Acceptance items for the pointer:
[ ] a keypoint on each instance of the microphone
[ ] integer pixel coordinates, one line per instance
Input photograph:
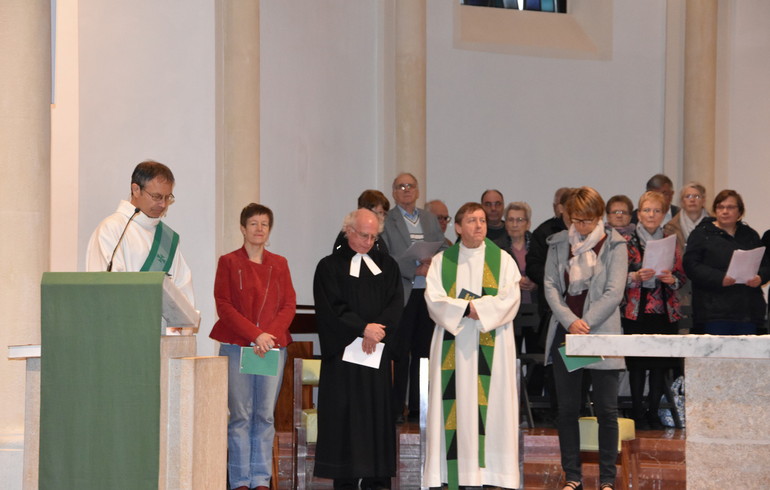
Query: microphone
(109, 266)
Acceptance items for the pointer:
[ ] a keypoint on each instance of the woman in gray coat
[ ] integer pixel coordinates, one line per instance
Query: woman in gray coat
(585, 277)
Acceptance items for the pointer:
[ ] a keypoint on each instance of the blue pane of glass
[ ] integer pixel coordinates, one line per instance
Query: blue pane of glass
(532, 5)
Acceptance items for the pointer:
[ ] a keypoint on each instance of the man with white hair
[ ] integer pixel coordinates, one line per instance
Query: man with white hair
(358, 297)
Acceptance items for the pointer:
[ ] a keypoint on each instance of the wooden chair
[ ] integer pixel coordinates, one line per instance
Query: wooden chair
(305, 422)
(527, 317)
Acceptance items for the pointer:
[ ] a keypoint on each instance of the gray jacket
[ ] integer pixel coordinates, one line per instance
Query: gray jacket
(601, 311)
(396, 237)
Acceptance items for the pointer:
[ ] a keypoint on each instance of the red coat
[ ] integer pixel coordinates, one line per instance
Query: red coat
(253, 298)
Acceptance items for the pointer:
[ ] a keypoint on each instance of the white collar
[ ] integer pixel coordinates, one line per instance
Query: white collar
(355, 265)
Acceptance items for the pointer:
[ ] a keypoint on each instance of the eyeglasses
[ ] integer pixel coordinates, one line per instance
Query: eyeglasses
(576, 221)
(365, 236)
(160, 197)
(474, 220)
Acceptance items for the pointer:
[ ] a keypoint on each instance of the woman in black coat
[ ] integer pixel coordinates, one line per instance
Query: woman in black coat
(719, 303)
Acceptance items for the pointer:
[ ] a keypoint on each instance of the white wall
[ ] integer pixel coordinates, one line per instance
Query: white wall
(528, 125)
(321, 123)
(147, 91)
(744, 76)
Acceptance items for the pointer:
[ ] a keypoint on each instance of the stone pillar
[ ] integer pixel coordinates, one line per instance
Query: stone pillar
(410, 90)
(238, 129)
(25, 88)
(700, 92)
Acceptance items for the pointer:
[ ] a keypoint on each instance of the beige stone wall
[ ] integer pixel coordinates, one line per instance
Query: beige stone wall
(25, 87)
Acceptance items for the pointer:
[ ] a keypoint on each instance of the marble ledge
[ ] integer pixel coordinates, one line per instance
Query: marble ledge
(711, 346)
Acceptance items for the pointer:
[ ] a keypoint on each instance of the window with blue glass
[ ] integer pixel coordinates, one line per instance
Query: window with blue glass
(558, 6)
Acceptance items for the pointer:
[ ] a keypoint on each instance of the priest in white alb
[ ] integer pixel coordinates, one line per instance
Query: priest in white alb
(473, 295)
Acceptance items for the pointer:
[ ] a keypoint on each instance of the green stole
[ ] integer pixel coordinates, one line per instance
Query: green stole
(163, 249)
(489, 284)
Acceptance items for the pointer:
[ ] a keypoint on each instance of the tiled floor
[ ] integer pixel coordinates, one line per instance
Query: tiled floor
(662, 464)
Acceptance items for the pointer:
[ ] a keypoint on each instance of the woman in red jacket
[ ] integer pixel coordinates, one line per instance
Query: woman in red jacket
(256, 304)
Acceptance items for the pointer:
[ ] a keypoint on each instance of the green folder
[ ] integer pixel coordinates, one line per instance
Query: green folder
(576, 362)
(264, 366)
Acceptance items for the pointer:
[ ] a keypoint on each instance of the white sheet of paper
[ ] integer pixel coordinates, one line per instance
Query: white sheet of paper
(421, 250)
(355, 353)
(745, 264)
(659, 254)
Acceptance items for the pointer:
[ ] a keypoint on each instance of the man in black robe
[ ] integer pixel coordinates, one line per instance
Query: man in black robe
(358, 293)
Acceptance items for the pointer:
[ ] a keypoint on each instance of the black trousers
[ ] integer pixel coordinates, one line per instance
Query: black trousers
(414, 335)
(605, 399)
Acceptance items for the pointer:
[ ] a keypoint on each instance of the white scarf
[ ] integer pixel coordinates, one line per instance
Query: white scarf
(644, 237)
(355, 265)
(687, 225)
(583, 261)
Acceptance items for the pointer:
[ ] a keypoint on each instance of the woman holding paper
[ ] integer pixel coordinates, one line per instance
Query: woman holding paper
(585, 276)
(256, 303)
(650, 306)
(692, 212)
(724, 305)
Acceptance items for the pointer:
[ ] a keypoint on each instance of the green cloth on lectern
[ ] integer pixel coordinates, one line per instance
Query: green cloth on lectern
(100, 380)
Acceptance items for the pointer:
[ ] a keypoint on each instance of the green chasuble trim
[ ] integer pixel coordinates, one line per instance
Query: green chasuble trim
(163, 248)
(490, 283)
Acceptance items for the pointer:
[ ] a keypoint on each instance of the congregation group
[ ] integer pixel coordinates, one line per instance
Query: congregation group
(396, 288)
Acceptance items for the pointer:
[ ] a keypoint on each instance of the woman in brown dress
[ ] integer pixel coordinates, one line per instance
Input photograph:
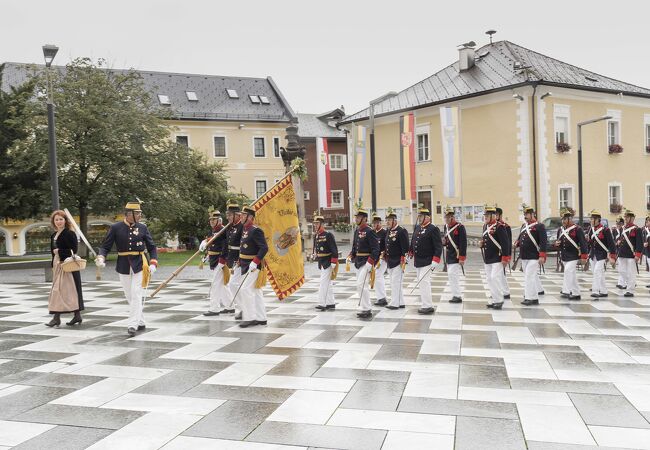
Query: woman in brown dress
(65, 295)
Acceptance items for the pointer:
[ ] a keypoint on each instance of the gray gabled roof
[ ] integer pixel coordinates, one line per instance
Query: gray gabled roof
(496, 69)
(213, 101)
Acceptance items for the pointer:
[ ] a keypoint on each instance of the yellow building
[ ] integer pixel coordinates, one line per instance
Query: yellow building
(240, 121)
(518, 110)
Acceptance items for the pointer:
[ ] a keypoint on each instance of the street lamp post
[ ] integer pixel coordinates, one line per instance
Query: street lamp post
(580, 125)
(49, 52)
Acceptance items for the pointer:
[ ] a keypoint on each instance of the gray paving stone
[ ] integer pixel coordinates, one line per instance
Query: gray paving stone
(232, 420)
(481, 433)
(318, 436)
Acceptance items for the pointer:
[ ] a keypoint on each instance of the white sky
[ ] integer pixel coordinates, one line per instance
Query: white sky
(323, 54)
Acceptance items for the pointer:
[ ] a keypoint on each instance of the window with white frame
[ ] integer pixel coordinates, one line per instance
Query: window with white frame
(260, 188)
(219, 143)
(423, 146)
(337, 161)
(259, 147)
(336, 199)
(565, 197)
(276, 147)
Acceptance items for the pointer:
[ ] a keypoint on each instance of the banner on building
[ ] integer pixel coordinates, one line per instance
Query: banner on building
(407, 156)
(323, 175)
(359, 140)
(450, 132)
(277, 215)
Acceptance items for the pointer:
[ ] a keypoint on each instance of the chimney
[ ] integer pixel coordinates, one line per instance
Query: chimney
(466, 57)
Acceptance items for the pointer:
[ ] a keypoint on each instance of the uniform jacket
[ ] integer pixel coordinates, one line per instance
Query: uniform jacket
(397, 246)
(567, 250)
(491, 251)
(325, 249)
(129, 238)
(253, 243)
(459, 236)
(527, 249)
(426, 245)
(365, 246)
(605, 236)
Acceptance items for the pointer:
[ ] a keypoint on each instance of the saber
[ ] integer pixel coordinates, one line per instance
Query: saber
(98, 273)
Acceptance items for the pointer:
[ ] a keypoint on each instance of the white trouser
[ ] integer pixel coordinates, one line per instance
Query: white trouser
(598, 283)
(628, 269)
(133, 291)
(453, 279)
(326, 290)
(380, 281)
(424, 277)
(220, 295)
(396, 294)
(363, 288)
(252, 302)
(233, 285)
(531, 279)
(570, 281)
(493, 273)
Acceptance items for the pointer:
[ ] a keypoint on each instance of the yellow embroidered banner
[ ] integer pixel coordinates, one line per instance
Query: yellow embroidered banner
(277, 215)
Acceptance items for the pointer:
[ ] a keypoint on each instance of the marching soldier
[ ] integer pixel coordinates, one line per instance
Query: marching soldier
(502, 274)
(365, 253)
(617, 234)
(380, 266)
(572, 245)
(455, 242)
(397, 247)
(252, 250)
(601, 246)
(426, 248)
(131, 238)
(532, 251)
(629, 254)
(231, 259)
(327, 255)
(220, 295)
(496, 255)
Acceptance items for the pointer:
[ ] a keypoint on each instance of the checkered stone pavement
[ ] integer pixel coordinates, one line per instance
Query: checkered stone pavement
(561, 375)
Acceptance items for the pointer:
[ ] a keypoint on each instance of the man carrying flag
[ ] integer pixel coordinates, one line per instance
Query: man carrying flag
(364, 254)
(131, 238)
(455, 242)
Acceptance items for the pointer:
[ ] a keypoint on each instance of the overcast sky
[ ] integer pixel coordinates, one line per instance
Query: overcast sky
(323, 54)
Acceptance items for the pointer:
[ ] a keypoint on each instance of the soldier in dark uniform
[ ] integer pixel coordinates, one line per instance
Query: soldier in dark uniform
(496, 255)
(233, 239)
(326, 254)
(573, 248)
(397, 247)
(426, 249)
(132, 239)
(629, 254)
(364, 254)
(252, 251)
(601, 246)
(220, 295)
(380, 266)
(502, 275)
(532, 243)
(455, 242)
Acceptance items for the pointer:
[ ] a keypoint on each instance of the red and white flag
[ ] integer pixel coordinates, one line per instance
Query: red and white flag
(324, 189)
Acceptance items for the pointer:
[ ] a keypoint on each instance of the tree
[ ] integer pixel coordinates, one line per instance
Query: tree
(113, 146)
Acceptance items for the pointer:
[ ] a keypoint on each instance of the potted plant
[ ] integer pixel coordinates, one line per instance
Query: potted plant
(615, 148)
(562, 147)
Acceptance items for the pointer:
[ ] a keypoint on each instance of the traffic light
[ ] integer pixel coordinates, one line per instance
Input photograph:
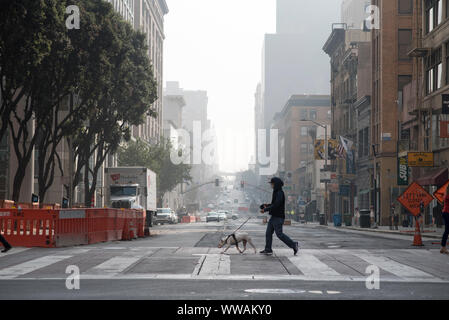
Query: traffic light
(65, 203)
(34, 198)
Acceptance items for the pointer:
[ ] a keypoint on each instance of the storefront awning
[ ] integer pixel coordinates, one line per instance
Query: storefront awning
(437, 177)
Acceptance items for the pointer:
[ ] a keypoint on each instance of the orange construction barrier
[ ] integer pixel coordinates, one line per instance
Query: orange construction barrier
(69, 227)
(417, 240)
(28, 227)
(188, 219)
(6, 204)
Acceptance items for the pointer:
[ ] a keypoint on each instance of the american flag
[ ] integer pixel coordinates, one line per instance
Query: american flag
(341, 151)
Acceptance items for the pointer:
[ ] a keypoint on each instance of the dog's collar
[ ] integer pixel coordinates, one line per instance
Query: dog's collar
(233, 236)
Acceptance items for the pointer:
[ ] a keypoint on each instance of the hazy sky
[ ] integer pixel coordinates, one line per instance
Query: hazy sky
(216, 45)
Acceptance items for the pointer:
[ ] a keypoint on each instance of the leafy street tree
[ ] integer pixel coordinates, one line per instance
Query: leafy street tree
(122, 98)
(44, 66)
(157, 158)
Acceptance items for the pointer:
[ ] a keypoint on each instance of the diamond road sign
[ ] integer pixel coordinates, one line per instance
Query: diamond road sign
(439, 194)
(412, 198)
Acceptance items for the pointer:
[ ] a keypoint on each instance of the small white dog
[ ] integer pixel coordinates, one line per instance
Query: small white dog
(235, 239)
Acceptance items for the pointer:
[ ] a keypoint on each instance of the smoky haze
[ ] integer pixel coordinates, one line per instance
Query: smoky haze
(219, 46)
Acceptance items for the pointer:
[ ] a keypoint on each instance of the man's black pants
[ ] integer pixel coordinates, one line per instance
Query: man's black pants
(4, 242)
(275, 225)
(446, 229)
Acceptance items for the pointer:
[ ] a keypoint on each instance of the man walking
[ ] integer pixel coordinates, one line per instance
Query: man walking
(5, 244)
(277, 211)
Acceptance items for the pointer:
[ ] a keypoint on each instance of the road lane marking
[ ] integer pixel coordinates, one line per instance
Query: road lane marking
(14, 251)
(114, 266)
(250, 278)
(30, 266)
(214, 264)
(398, 269)
(311, 266)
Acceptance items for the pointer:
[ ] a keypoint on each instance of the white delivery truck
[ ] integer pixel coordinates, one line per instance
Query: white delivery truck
(132, 188)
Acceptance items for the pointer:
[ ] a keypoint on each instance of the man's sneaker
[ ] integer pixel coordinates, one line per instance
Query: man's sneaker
(6, 249)
(296, 248)
(266, 252)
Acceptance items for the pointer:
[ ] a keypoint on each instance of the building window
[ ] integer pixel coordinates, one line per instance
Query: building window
(403, 80)
(405, 6)
(304, 148)
(303, 114)
(434, 70)
(434, 14)
(404, 43)
(304, 131)
(447, 63)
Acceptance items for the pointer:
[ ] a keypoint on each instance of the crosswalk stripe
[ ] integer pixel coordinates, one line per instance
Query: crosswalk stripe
(30, 266)
(215, 264)
(398, 269)
(114, 265)
(311, 266)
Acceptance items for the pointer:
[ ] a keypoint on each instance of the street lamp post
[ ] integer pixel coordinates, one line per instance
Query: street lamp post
(326, 160)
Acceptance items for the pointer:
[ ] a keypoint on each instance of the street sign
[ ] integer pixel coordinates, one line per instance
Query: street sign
(445, 103)
(412, 198)
(439, 194)
(444, 129)
(332, 149)
(420, 159)
(325, 176)
(403, 171)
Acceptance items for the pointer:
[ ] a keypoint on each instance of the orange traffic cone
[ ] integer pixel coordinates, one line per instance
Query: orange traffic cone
(417, 241)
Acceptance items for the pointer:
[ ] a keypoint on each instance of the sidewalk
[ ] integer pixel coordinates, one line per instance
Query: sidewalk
(430, 232)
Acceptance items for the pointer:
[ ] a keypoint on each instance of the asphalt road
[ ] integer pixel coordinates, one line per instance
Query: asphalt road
(183, 262)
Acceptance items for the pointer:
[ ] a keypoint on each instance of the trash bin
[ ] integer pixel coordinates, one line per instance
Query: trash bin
(348, 220)
(337, 220)
(322, 219)
(365, 219)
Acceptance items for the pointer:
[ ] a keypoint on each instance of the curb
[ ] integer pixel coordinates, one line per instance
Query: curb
(425, 235)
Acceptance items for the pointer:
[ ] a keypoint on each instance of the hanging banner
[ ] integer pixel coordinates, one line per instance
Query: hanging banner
(439, 194)
(445, 104)
(332, 149)
(403, 171)
(420, 159)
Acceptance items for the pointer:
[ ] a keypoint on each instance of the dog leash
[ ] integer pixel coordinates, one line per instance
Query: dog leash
(241, 226)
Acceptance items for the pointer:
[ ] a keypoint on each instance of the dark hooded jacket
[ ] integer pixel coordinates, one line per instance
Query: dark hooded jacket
(277, 206)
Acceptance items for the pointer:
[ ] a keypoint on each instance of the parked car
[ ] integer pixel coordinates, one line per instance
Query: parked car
(164, 215)
(227, 213)
(212, 216)
(222, 217)
(175, 218)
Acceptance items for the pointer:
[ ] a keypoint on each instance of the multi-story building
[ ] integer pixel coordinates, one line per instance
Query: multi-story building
(392, 70)
(297, 135)
(125, 8)
(350, 53)
(149, 18)
(423, 120)
(292, 60)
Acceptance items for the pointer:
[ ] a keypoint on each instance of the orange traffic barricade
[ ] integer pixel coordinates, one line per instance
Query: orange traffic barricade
(28, 227)
(71, 228)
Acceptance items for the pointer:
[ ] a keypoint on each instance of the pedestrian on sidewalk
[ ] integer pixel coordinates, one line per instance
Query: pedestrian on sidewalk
(6, 245)
(277, 211)
(446, 223)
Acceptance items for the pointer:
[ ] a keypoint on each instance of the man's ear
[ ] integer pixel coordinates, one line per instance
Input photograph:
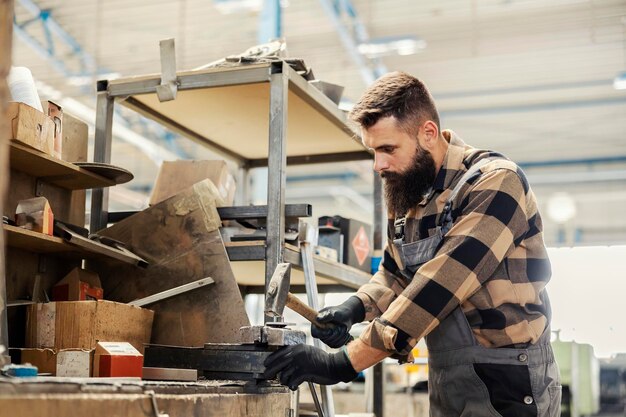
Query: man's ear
(431, 133)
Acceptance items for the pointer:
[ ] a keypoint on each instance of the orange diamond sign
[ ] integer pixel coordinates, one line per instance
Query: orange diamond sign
(361, 245)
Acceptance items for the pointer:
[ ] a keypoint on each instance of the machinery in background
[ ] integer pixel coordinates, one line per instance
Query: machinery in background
(580, 378)
(613, 384)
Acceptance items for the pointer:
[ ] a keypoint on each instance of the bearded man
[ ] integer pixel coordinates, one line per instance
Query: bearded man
(465, 267)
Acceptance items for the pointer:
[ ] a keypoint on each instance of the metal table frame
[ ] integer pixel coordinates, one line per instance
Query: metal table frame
(282, 79)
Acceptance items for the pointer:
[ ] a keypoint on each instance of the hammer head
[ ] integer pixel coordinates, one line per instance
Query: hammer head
(277, 290)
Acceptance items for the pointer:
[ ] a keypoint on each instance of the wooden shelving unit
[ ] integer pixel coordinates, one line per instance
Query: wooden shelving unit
(54, 170)
(19, 238)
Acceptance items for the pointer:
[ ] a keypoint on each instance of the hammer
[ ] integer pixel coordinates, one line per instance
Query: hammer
(278, 296)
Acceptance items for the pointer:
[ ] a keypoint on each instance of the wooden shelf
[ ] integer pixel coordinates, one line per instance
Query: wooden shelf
(227, 108)
(54, 170)
(19, 238)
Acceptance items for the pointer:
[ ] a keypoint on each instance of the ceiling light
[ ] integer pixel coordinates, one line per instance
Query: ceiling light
(392, 45)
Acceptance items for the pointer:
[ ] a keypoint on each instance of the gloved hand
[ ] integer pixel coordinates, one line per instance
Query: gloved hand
(342, 317)
(298, 363)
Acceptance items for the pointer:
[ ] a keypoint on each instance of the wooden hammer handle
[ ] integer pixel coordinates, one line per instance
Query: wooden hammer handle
(304, 310)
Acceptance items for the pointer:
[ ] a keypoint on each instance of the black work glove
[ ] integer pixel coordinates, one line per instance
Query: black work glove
(342, 317)
(298, 363)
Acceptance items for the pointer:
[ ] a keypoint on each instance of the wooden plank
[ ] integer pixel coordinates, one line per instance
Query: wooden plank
(20, 238)
(215, 115)
(54, 170)
(140, 405)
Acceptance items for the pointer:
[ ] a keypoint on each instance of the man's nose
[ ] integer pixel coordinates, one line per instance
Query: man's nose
(380, 163)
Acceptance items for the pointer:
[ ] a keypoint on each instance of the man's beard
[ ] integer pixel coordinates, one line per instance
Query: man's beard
(405, 189)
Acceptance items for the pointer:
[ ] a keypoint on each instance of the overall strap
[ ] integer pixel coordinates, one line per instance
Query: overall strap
(446, 219)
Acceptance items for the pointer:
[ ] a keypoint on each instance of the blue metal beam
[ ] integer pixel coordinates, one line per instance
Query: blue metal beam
(370, 69)
(523, 108)
(87, 64)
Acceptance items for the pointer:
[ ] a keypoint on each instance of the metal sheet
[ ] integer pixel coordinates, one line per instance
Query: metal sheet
(180, 239)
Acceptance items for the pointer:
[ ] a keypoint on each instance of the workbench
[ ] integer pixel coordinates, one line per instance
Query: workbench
(131, 397)
(262, 114)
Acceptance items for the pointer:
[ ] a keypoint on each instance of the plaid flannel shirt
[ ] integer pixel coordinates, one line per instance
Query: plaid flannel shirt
(492, 263)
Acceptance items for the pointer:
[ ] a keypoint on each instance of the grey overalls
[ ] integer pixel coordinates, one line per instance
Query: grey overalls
(467, 379)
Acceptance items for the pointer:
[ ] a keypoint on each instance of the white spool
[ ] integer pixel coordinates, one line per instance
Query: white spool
(22, 86)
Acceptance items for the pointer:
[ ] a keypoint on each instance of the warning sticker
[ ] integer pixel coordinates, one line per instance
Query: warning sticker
(361, 245)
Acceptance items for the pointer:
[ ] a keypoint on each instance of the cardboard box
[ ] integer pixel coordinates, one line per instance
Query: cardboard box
(116, 359)
(78, 285)
(80, 324)
(175, 176)
(31, 127)
(357, 241)
(35, 214)
(64, 362)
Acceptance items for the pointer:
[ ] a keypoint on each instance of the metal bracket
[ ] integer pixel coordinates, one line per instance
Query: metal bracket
(169, 83)
(39, 186)
(155, 406)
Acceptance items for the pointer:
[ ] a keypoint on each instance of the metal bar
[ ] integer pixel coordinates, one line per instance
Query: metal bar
(246, 253)
(172, 292)
(276, 182)
(306, 252)
(151, 113)
(340, 273)
(379, 389)
(316, 400)
(320, 102)
(192, 80)
(101, 153)
(316, 159)
(259, 212)
(235, 212)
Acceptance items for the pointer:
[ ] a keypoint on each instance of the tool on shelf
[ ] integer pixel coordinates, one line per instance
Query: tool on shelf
---+---
Print the data above verbatim from the first line through the line holding "[ ] a keypoint on each instance of the red coat", leaving every picture out.

Acceptance items for the pointer:
[ ] a keypoint on each instance of the microphone
[ ] integer pixel coordinates, one line per instance
Input photograph:
Query: microphone
(109, 266)
Acceptance items for the pointer:
[ ] a keypoint on each instance of the woman in gray coat
[ ] integer pixel coordinates, one line per instance
Query: woman in gray coat
(585, 277)
Acceptance items for the pointer:
[ ] a keypoint on each instance of the blue pane of glass
[ ] integer pixel coordinates, one line per instance
Query: blue pane of glass
(532, 5)
Acceptance items for the pointer:
[ ] a keypoint on each instance of the man with white hair
[ ] integer pixel coordinates, one line per instance
Query: man with white hair
(358, 297)
Acceptance items for the pointer:
[ ] a keypoint on each instance of the wooden chair
[ ] integer pixel coordinates, one line per instance
Query: wooden chair
(305, 422)
(527, 317)
Acceptance items for the pointer:
[ ] a keypoint on each instance of the gray jacket
[ ] integer pixel coordinates, one line per instance
Query: gray jacket
(601, 311)
(396, 237)
Acceptance items for the pointer:
[ ] a keypoint on each instance of the red coat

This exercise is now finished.